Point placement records
.....
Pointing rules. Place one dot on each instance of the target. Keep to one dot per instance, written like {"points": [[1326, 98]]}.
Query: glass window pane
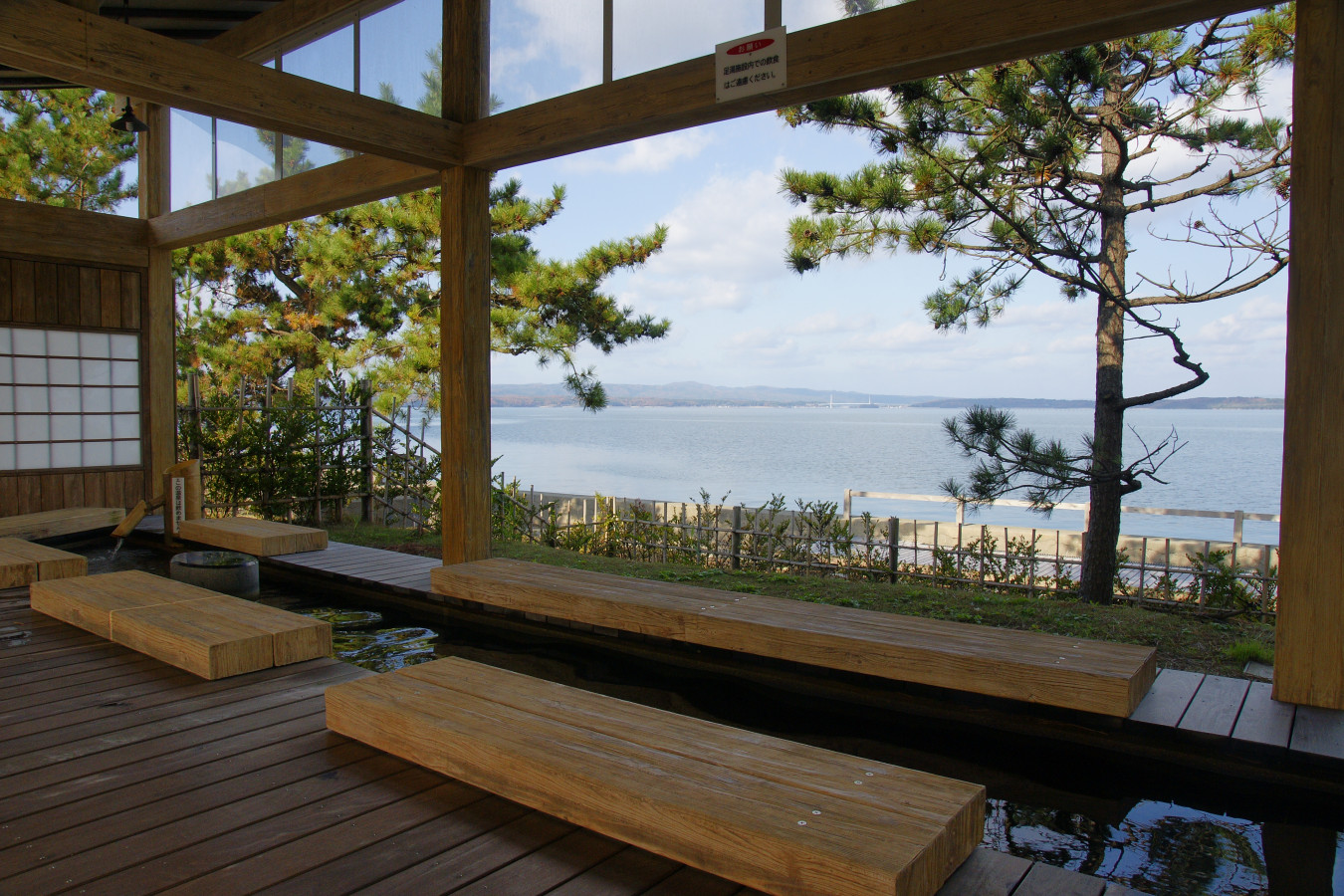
{"points": [[246, 156], [398, 47], [304, 154], [125, 453], [192, 165], [806, 14], [34, 457], [330, 60], [542, 49], [651, 35]]}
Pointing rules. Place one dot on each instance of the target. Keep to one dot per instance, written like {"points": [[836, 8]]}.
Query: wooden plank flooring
{"points": [[119, 774], [1220, 718], [49, 524], [249, 535]]}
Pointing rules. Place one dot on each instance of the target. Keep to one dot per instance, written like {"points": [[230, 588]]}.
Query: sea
{"points": [[1229, 460]]}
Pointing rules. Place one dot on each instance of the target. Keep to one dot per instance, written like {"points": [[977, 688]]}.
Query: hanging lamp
{"points": [[127, 122]]}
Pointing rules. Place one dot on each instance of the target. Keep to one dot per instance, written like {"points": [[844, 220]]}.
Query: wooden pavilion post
{"points": [[1309, 657], [465, 299], [160, 387]]}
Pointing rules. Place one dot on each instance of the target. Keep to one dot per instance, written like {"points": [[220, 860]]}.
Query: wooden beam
{"points": [[1309, 656], [158, 318], [73, 235], [337, 185], [54, 39], [901, 43], [624, 111], [465, 297], [289, 24]]}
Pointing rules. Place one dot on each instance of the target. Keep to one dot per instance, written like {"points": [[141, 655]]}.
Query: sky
{"points": [[741, 318]]}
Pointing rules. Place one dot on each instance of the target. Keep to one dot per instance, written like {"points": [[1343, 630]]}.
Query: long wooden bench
{"points": [[768, 813], [49, 524], [206, 633], [1072, 673], [249, 535]]}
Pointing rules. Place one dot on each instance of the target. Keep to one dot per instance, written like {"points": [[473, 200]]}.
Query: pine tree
{"points": [[57, 146], [357, 289], [1035, 169]]}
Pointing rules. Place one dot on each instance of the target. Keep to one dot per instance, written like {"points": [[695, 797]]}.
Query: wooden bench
{"points": [[768, 813], [50, 524], [1072, 673], [208, 634], [22, 563], [258, 538]]}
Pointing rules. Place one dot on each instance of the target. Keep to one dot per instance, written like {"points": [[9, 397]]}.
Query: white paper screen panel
{"points": [[69, 399]]}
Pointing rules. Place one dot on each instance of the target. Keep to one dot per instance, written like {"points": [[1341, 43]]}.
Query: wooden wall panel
{"points": [[1309, 653], [111, 289], [91, 297], [62, 293], [47, 293], [131, 297], [68, 295], [23, 292], [45, 284]]}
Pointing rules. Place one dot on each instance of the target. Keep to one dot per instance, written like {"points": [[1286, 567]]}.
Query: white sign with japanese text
{"points": [[752, 65]]}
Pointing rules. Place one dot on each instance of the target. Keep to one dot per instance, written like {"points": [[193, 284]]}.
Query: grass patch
{"points": [[1182, 639]]}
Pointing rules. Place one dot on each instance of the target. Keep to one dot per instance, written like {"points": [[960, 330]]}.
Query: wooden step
{"points": [[764, 811], [89, 602], [295, 637], [23, 563], [194, 637], [248, 535], [49, 524], [1072, 673]]}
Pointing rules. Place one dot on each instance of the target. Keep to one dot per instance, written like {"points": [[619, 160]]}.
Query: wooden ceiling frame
{"points": [[53, 39], [911, 41]]}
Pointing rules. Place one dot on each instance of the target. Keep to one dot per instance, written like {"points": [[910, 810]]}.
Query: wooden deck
{"points": [[119, 774], [249, 535], [1229, 712], [1071, 673]]}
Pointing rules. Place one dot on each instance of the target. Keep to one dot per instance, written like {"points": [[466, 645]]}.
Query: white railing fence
{"points": [[821, 537]]}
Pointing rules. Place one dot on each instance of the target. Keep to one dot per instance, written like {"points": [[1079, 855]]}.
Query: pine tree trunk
{"points": [[1098, 575], [1099, 561]]}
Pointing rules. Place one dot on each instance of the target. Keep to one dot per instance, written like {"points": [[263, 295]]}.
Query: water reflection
{"points": [[1153, 846], [1159, 848]]}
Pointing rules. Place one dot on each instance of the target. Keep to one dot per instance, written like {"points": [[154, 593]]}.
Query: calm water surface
{"points": [[1232, 460]]}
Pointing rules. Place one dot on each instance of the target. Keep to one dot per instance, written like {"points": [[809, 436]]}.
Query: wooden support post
{"points": [[158, 314], [1309, 656], [465, 297], [365, 443]]}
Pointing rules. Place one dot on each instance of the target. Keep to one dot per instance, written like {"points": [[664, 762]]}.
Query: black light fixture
{"points": [[127, 123]]}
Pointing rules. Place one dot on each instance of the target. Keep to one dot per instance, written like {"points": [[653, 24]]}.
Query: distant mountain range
{"points": [[702, 395]]}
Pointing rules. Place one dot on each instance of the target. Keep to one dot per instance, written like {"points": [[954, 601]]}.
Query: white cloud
{"points": [[642, 156], [1258, 320], [725, 245], [560, 35], [835, 323]]}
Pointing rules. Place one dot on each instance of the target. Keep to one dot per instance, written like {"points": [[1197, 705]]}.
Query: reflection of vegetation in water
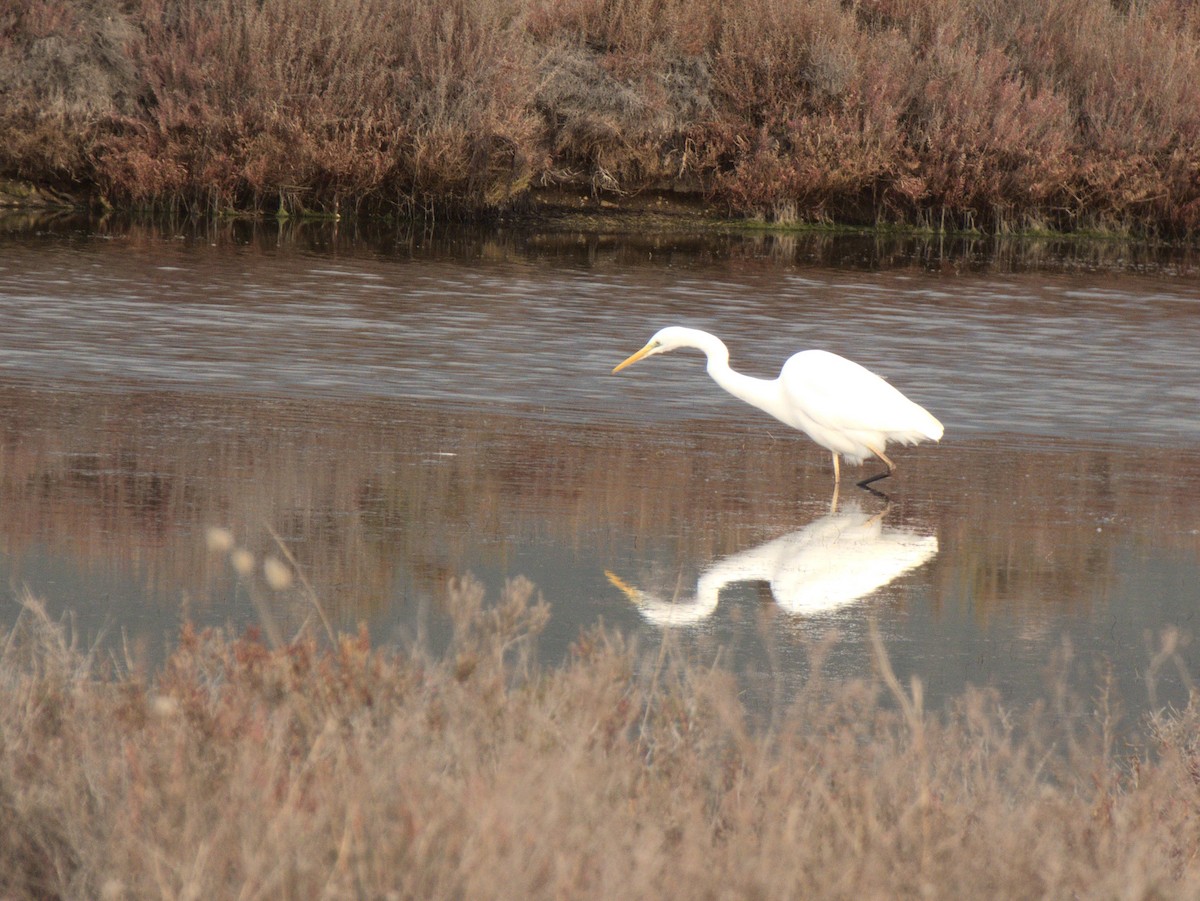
{"points": [[376, 496], [624, 239], [351, 772]]}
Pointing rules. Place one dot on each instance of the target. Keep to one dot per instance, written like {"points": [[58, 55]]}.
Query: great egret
{"points": [[839, 404]]}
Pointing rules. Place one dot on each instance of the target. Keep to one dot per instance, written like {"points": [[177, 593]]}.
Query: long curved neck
{"points": [[757, 392]]}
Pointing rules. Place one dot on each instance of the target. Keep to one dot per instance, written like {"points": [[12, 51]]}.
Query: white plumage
{"points": [[839, 404]]}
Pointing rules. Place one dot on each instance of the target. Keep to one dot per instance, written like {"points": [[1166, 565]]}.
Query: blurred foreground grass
{"points": [[317, 769]]}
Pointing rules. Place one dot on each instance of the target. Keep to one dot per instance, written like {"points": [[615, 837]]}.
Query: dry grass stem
{"points": [[345, 770]]}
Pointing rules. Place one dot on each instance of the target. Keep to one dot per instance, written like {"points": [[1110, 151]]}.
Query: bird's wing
{"points": [[839, 394]]}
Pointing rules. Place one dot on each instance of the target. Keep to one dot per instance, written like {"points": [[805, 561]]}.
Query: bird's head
{"points": [[665, 340]]}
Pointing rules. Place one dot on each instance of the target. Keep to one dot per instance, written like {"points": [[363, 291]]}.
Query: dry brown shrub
{"points": [[346, 772], [985, 113]]}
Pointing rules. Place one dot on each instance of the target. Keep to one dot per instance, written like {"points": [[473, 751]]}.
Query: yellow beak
{"points": [[635, 358]]}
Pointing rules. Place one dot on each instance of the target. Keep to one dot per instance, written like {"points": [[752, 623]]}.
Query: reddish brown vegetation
{"points": [[972, 113], [353, 772]]}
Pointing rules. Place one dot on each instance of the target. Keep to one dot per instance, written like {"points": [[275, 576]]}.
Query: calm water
{"points": [[402, 410]]}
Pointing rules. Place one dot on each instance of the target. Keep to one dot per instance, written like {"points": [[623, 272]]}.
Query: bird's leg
{"points": [[888, 463]]}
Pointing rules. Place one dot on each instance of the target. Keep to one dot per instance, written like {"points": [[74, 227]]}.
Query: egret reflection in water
{"points": [[832, 562]]}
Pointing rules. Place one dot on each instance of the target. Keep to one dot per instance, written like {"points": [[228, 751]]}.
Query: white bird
{"points": [[839, 404]]}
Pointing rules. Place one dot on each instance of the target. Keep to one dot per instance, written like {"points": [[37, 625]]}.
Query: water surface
{"points": [[405, 412]]}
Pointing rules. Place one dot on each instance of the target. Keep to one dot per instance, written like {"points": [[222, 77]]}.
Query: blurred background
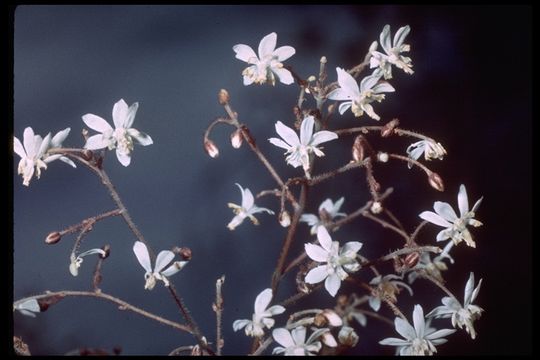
{"points": [[471, 91]]}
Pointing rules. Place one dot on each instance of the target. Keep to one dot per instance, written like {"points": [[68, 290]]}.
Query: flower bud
{"points": [[223, 97], [53, 238], [284, 218], [211, 148], [436, 181], [236, 138]]}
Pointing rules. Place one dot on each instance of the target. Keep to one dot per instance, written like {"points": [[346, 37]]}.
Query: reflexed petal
{"points": [[163, 259], [434, 218], [142, 138], [316, 275], [262, 301], [284, 75], [445, 211], [324, 238], [125, 159], [120, 113], [141, 252], [317, 253], [97, 123], [284, 52], [323, 136], [244, 52], [347, 83], [267, 45], [283, 337], [332, 284], [288, 134], [463, 201]]}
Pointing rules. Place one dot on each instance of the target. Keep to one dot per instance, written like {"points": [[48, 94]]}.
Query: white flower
{"points": [[328, 210], [121, 137], [268, 64], [455, 227], [393, 52], [32, 154], [76, 261], [247, 209], [29, 307], [359, 98], [419, 340], [337, 261], [299, 148], [461, 315], [163, 259], [388, 287], [430, 149], [262, 317], [294, 342]]}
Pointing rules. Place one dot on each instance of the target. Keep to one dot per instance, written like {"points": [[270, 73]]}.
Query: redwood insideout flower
{"points": [[299, 148], [121, 137], [262, 317], [359, 99], [159, 273], [247, 209], [268, 64]]}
.....
▶ _REQUEST_
Collect every line from the records that contains the word "vegetation".

▶ _RIGHT ANSWER_
Query: reflection of vegetation in water
Query: reddish brown vegetation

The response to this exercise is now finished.